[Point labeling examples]
☆ ☆ ☆
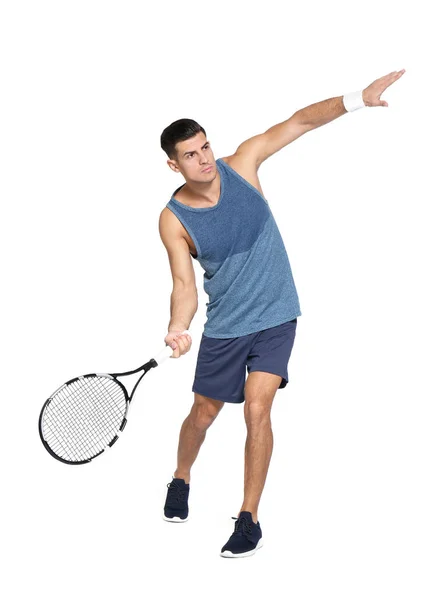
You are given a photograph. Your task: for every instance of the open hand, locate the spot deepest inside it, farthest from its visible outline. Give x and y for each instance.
(371, 94)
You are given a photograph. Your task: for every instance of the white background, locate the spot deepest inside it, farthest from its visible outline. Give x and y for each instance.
(87, 88)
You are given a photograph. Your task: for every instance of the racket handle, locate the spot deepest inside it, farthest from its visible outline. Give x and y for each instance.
(167, 352)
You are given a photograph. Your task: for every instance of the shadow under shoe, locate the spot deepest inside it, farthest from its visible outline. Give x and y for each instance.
(176, 505)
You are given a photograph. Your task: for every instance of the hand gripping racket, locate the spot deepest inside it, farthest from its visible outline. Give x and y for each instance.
(86, 415)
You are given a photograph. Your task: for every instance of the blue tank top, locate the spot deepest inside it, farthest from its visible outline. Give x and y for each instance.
(247, 274)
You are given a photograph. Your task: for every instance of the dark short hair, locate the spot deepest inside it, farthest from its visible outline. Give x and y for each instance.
(178, 131)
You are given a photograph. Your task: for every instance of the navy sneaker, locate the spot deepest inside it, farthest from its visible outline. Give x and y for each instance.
(246, 539)
(176, 506)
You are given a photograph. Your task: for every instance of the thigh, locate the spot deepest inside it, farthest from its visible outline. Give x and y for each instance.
(271, 350)
(221, 368)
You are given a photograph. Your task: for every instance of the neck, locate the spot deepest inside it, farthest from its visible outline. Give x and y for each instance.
(208, 191)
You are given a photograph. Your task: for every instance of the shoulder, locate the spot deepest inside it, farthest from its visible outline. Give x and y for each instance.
(245, 165)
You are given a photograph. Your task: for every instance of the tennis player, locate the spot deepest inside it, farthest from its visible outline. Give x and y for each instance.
(221, 218)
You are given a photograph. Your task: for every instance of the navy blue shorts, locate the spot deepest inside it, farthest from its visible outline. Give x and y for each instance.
(221, 364)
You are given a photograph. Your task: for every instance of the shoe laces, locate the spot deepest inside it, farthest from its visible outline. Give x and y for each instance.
(242, 526)
(176, 491)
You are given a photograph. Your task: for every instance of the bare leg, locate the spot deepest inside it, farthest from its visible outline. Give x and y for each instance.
(193, 432)
(259, 394)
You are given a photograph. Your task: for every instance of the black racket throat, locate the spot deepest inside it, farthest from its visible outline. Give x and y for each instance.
(86, 415)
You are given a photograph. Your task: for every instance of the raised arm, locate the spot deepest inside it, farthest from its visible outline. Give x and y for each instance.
(262, 146)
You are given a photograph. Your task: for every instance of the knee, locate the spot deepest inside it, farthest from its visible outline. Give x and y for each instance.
(256, 413)
(205, 411)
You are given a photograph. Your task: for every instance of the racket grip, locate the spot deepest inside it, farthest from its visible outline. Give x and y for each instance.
(167, 352)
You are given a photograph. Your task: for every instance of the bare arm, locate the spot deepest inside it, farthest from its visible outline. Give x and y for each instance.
(184, 296)
(262, 146)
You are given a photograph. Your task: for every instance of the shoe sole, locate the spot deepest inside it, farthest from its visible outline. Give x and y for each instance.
(175, 519)
(229, 554)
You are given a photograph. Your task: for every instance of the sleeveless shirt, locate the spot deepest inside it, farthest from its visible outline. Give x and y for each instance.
(247, 274)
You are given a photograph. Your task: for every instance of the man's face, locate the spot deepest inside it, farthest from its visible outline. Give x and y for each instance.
(195, 155)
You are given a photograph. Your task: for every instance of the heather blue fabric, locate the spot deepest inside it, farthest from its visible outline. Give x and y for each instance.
(247, 274)
(220, 372)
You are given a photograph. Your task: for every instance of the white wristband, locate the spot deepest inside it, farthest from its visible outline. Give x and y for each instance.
(353, 101)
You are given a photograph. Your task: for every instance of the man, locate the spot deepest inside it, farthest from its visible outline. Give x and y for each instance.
(221, 218)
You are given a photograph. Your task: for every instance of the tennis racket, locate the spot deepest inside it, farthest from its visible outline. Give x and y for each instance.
(86, 415)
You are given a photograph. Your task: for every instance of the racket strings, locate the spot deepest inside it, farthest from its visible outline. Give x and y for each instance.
(83, 417)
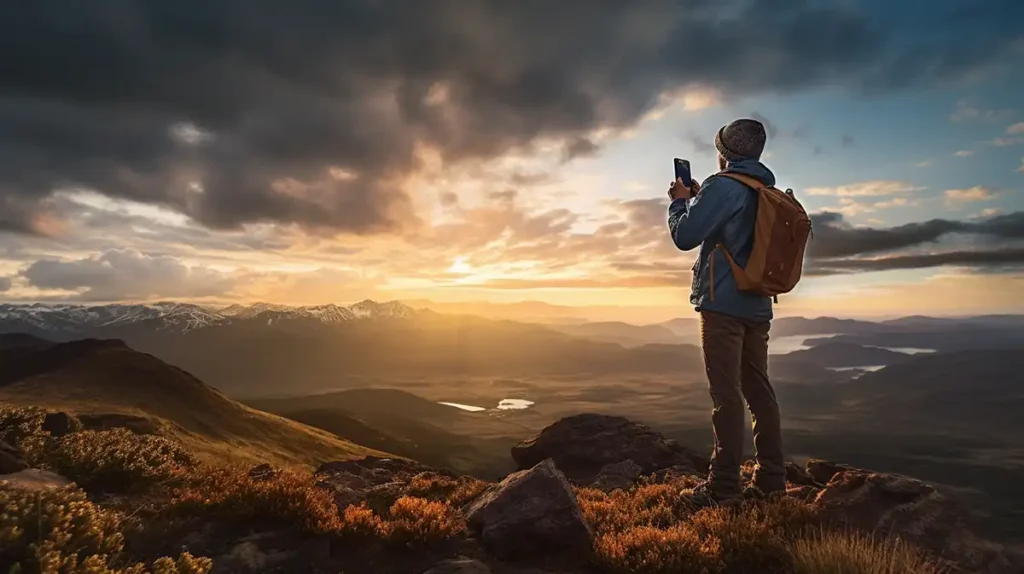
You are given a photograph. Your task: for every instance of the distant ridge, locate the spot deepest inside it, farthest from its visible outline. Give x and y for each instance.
(104, 381)
(183, 317)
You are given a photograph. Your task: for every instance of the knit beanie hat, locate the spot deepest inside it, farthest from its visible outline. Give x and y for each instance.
(742, 139)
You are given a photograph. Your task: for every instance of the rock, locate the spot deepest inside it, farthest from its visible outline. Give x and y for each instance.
(134, 423)
(528, 512)
(10, 459)
(823, 471)
(805, 493)
(682, 474)
(582, 445)
(617, 476)
(912, 511)
(59, 424)
(347, 480)
(800, 477)
(381, 497)
(262, 472)
(375, 470)
(460, 566)
(34, 479)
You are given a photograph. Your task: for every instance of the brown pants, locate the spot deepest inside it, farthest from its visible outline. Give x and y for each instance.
(735, 354)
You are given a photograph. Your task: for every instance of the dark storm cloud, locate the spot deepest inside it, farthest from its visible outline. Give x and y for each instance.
(119, 274)
(975, 259)
(309, 112)
(834, 237)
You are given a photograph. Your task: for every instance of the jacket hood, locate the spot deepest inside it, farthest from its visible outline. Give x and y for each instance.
(754, 169)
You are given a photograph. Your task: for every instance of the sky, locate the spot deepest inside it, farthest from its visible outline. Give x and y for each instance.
(489, 152)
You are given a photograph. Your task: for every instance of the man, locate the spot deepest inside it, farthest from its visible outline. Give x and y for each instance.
(733, 324)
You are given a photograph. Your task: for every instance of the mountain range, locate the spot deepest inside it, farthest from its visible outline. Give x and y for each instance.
(183, 317)
(104, 383)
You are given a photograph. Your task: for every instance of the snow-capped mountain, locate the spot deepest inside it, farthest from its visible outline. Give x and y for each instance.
(183, 317)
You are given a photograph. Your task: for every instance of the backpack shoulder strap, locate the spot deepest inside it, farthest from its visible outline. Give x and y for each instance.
(744, 179)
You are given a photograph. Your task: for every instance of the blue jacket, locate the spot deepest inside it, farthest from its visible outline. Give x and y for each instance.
(725, 211)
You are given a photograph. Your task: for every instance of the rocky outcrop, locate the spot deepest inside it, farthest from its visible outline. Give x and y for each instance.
(582, 445)
(10, 459)
(528, 512)
(617, 476)
(262, 472)
(460, 566)
(375, 469)
(379, 482)
(918, 513)
(34, 479)
(59, 424)
(823, 471)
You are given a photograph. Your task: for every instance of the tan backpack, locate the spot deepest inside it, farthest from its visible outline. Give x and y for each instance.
(780, 235)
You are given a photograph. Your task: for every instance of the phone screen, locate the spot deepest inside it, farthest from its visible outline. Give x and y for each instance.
(683, 170)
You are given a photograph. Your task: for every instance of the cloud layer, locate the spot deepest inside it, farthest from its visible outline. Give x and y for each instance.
(315, 112)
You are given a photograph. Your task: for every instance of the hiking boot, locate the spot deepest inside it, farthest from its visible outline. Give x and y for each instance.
(704, 495)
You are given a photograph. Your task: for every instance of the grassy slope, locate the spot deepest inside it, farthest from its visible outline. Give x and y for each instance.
(95, 379)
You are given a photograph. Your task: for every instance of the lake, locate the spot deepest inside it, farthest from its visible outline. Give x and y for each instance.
(504, 404)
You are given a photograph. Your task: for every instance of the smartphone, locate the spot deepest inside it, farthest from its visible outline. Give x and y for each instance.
(683, 170)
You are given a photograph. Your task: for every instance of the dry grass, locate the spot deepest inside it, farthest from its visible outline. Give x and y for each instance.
(849, 553)
(60, 531)
(454, 491)
(650, 529)
(410, 521)
(289, 498)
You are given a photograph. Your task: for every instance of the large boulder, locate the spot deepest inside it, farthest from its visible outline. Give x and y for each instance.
(915, 512)
(10, 459)
(529, 512)
(584, 444)
(617, 476)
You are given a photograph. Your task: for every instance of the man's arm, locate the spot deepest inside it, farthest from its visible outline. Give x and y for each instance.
(691, 221)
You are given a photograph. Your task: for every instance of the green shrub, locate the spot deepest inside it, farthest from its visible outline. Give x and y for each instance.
(59, 531)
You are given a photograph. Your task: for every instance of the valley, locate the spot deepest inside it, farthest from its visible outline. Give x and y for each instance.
(910, 396)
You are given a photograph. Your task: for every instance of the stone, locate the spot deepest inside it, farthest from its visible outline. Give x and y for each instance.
(804, 493)
(381, 497)
(10, 459)
(59, 424)
(262, 472)
(528, 512)
(617, 476)
(823, 471)
(912, 511)
(460, 566)
(34, 479)
(800, 477)
(582, 445)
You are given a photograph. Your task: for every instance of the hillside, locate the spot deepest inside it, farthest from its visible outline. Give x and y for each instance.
(593, 493)
(978, 393)
(406, 425)
(623, 334)
(108, 381)
(841, 355)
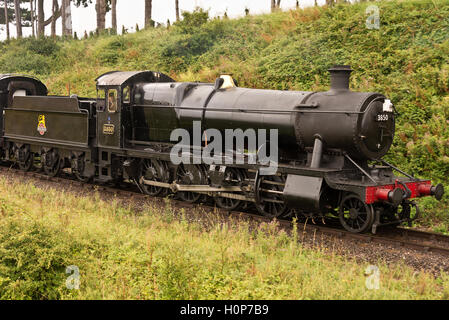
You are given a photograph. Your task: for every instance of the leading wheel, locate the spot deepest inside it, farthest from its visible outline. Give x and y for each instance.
(25, 159)
(269, 196)
(153, 170)
(52, 163)
(190, 174)
(355, 215)
(233, 177)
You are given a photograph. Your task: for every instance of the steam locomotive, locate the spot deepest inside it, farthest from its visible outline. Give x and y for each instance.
(330, 144)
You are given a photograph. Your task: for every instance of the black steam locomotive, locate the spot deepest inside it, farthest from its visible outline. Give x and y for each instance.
(330, 146)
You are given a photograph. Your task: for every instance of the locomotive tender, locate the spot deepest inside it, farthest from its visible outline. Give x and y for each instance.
(331, 144)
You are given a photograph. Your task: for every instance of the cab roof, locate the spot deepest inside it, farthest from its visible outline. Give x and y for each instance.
(5, 79)
(121, 78)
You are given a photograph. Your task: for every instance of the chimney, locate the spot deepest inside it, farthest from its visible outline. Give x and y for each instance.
☆ ☆ ☆
- The exercise -
Give as a numbered list the lines of the records above, starting at the line containing "the stone, locate" and ending with the final line of the records. Omit blank lines and leave out the pictures.

- Written response -
1. You are given a photograph. Your task: for every instance of the stone, locate the spot deepest inside it, farthest from its visible outline. Give x and y for each instance.
2. (804, 493)
3. (381, 497)
4. (10, 459)
5. (59, 424)
6. (262, 472)
7. (528, 512)
8. (617, 476)
9. (823, 471)
10. (912, 511)
11. (460, 566)
12. (34, 479)
13. (800, 477)
14. (582, 445)
15. You are given a photograph. Your task: for every instance of the hillside, locate the spot deepest inside it, farthest from its visible outline. Give x and y for each instance.
16. (593, 493)
17. (978, 393)
18. (406, 425)
19. (623, 334)
20. (108, 381)
21. (841, 355)
22. You are given a photograph. Your task: for every instance of the leading wheel, locate the spot deepest inside it, farthest from its visible outline. Give x and y for each instance.
23. (25, 159)
24. (269, 196)
25. (153, 170)
26. (52, 163)
27. (190, 174)
28. (355, 215)
29. (233, 177)
30. You are given a photograph. Your task: for every instance of the steam locomotive, locate the spot deepest inside it, farthest from its visible outline. Give x and y for each instance.
31. (330, 144)
32. You are given a photograph. Your task: for every instance of the black steam locomotive, locate the spot deepest inside it, farthest from its visible outline. Give x and y for each instance.
33. (330, 146)
34. You are given a photograph. Your task: for every instance of the locomotive tender, locate the spot deepest inside it, farthest from its visible outline. Give x and y for each instance.
35. (331, 144)
36. You are given a photograph. Your task: for every instance of the cab roof, locate the spot deepest inside it, farthest from its visible outline. Give x and y for each instance.
37. (5, 79)
38. (121, 78)
39. You are given a photograph. Your task: for every instance of the chimney, locate the spot deepest inside it, farthest from its visible outline. Give x and y for each instance.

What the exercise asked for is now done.